**Reading passage**.

- - -

President-elect Joe Biden will nominate Rep. Deb Haaland to serve as the head of the Department of the Interior. If confirmed, Haaland, a “35th-generation New Mexican,” and a member of Pueblo of Laguna, will be the first Native American cabinet secretary. She will lead the department responsible for immense suffering and hardship for the country’s Indigenous peoples. “I can’t stop crying happy tears,” Minnesota Lt. Gov. Peggy Flanagan, Anishinaabekwe, tweeted. As Interior secretary, Haaland would be charged with implementing Biden’s promise to end oil and gas leasing on public lands. She would also work to undo the damage caused by a president who venerated Andrew Jackson and stripped protections for sacred tribal sites and is rushing to allow oil drilling in Alaska’s Arctic National Wildlife Refuge where Native Alaskans hunt Caribou for food.

Background and Reception

Both of Haaland’s parents served in the military and she attended 13 public schools before graduating from high school. As a single mother who at times experienced homelessness, Haaland graduated from the University of New Mexico as a 34-year-old with the help of food stamps and student loans and earned a law degree from the same school at 45.

- - -

**Provided information**.
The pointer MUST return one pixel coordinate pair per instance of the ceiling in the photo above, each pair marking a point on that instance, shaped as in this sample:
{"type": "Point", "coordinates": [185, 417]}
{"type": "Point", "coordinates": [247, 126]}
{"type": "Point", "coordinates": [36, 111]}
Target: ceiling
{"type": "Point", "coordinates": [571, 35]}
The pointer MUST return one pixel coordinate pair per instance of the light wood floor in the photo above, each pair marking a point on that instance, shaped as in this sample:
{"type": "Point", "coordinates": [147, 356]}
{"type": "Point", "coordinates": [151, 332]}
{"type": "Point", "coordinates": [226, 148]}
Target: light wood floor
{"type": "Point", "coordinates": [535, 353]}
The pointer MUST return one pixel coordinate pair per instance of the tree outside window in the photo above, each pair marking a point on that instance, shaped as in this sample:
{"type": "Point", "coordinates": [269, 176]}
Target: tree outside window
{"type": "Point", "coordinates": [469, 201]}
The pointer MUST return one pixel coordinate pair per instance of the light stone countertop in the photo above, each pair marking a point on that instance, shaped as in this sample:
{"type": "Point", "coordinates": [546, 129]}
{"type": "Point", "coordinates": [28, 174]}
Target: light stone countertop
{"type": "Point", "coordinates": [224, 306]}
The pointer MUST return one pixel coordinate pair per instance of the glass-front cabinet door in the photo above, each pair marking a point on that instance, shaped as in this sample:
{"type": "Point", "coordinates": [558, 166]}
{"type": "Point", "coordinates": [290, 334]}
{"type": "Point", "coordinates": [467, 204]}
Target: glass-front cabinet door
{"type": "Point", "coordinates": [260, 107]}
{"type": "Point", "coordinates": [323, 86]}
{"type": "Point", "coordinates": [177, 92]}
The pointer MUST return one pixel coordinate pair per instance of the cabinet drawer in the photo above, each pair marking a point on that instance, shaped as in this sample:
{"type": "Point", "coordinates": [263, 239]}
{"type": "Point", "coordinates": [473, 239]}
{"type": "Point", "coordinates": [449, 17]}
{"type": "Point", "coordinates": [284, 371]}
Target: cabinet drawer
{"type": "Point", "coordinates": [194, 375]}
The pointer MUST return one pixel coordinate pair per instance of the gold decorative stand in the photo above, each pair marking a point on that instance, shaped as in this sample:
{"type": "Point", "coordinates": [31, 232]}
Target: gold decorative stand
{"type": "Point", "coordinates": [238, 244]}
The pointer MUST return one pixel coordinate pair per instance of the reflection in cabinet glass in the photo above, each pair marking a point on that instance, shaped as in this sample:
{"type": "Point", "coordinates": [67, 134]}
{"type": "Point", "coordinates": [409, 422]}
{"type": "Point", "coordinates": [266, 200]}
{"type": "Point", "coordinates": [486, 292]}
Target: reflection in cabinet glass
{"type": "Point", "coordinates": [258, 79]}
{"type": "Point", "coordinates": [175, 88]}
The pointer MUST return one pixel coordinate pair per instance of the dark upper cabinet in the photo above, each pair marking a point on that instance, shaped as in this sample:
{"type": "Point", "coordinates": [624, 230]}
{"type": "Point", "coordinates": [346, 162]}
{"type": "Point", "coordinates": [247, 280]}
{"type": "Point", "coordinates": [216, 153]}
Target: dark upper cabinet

- - -

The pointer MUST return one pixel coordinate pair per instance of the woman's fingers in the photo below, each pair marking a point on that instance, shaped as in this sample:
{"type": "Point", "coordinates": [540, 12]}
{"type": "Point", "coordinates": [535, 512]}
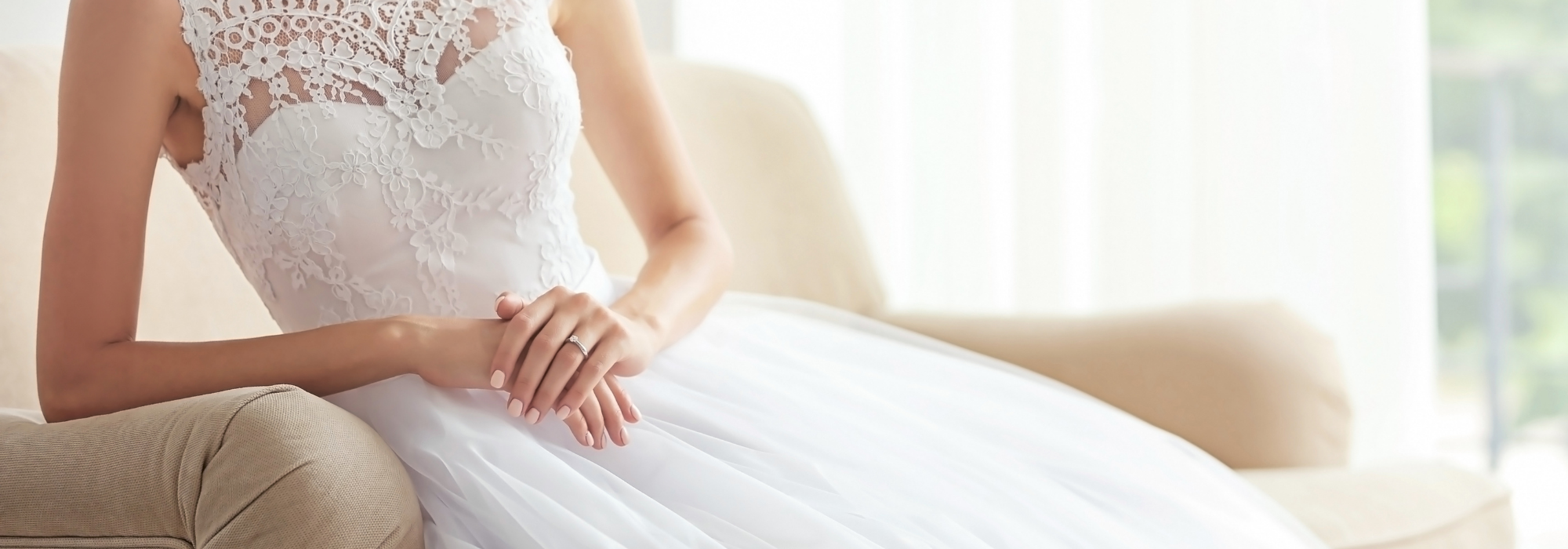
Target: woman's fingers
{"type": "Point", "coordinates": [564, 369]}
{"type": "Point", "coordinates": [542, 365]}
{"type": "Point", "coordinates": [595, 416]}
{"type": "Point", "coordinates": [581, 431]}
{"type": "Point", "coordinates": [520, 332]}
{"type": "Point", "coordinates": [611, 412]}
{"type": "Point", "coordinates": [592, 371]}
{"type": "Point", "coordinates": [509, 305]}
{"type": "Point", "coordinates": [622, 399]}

- - -

**Given problem 1**.
Summarize the article on Deb Haaland's nomination in two sentences.
**Given problem 2**.
Write the next part of the article on Deb Haaland's nomination, picking up after its final sentence.

**Written answer 1**.
President-elect Joe Biden will nominate Rep. Deb Haaland, a member of Pueblo of Laguna, to head the Department of the Interior, and if confirmed she will be the first Native American cabinet secretary, charged with carrying out Biden's promise to end oil and gas leasing on public lands. Haaland, whose parents both served in the military, graduated from the University of New Mexico at 34 as a single mother with the help of food stamps and student loans, and earned a law degree from the same school at 45.

**Written answer 2**.
Haaland was one of the first two Native American women elected to Congress in 2018. She rose in national prominence when in 2016 she traveled to the Standing Rock Sioux’s reservation to join the opposition to the Dakota Access Pipeline with tortillas and green chile stew. “She brought her own cooking things and opened her trunk up, and said, ‘This is the best I can do,’ ” Jodi Archambault, a former special assistant to Barack Obama for Native American affairs and a member of the tribe, told the Washington Post. Native Americans and climate advocates were effusive in their praise for Haaland and her nomination. (New York Times $, Washington Post $, E&E $, Indian Country Today, Navajo Times, Indian Country Today, Teen Vogue, NPR, New Mexico Political Report, E&E $, NBC, Axios, Politico Pro $, HuffPost, LA Times $, Vox, The Hill, Washington Examiner)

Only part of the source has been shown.